* **EXERCISE DIRECTIONS**
Among the entries, find the lines with the string "feather" and copy them.

* **DATA RECORDS**
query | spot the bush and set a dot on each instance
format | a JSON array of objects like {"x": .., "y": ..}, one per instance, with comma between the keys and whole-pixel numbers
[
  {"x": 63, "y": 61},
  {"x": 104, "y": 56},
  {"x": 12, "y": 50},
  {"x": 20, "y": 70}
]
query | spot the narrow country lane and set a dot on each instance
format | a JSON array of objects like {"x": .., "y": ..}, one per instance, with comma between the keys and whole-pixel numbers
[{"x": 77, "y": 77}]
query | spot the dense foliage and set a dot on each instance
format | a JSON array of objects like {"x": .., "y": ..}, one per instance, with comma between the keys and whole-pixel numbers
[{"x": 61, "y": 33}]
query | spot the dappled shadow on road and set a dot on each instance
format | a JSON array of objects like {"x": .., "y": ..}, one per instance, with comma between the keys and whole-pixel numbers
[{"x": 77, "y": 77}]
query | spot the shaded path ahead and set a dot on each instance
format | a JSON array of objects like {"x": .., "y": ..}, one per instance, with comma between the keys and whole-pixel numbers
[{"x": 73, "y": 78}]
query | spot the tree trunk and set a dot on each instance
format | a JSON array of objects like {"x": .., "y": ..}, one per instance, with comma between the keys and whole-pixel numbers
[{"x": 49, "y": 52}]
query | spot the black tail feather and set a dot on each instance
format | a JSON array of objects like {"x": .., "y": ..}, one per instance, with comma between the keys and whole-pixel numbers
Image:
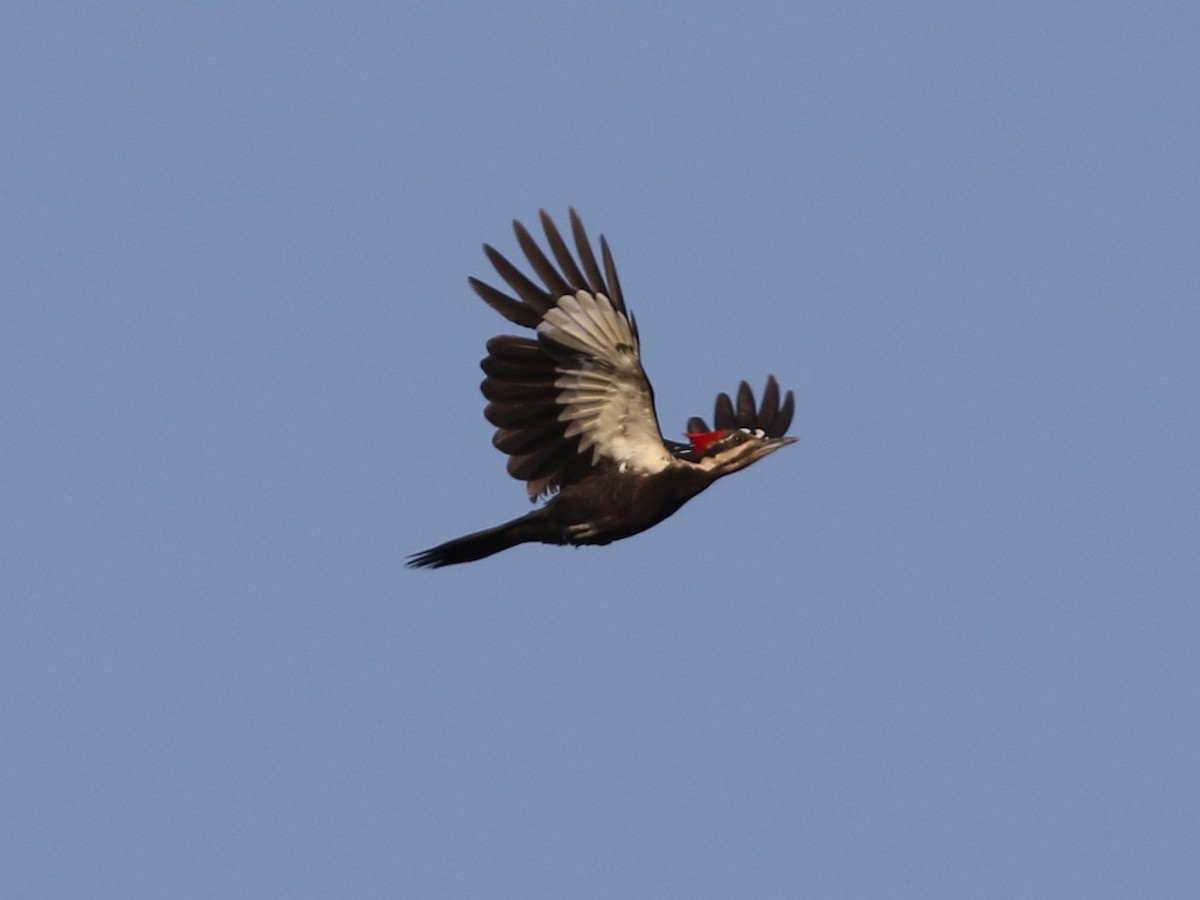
[{"x": 480, "y": 544}]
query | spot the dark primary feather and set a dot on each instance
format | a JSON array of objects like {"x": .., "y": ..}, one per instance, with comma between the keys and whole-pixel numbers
[{"x": 771, "y": 418}]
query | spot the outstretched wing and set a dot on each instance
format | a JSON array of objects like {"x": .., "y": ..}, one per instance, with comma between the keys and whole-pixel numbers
[
  {"x": 769, "y": 418},
  {"x": 576, "y": 396}
]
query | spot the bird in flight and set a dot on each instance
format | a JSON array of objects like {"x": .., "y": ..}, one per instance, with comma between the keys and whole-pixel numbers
[{"x": 574, "y": 409}]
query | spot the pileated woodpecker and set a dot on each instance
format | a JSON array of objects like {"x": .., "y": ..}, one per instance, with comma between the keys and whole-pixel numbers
[{"x": 575, "y": 412}]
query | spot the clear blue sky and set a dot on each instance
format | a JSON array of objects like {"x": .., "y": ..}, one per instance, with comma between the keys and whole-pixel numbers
[{"x": 943, "y": 647}]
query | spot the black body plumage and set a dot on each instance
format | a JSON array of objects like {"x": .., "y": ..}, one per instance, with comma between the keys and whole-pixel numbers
[{"x": 574, "y": 409}]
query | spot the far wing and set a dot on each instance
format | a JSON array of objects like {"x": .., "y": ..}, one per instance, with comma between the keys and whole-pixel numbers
[{"x": 771, "y": 418}]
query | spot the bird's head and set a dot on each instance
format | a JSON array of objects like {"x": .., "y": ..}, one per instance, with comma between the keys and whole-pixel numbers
[{"x": 730, "y": 450}]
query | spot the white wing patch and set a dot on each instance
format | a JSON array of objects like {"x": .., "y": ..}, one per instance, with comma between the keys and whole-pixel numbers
[{"x": 604, "y": 391}]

* **RESPONSE FOR THIS EXERCISE**
query | spot the black tail feather and set a dot on each instance
query | spot the dark primary feather and set a dot on each instance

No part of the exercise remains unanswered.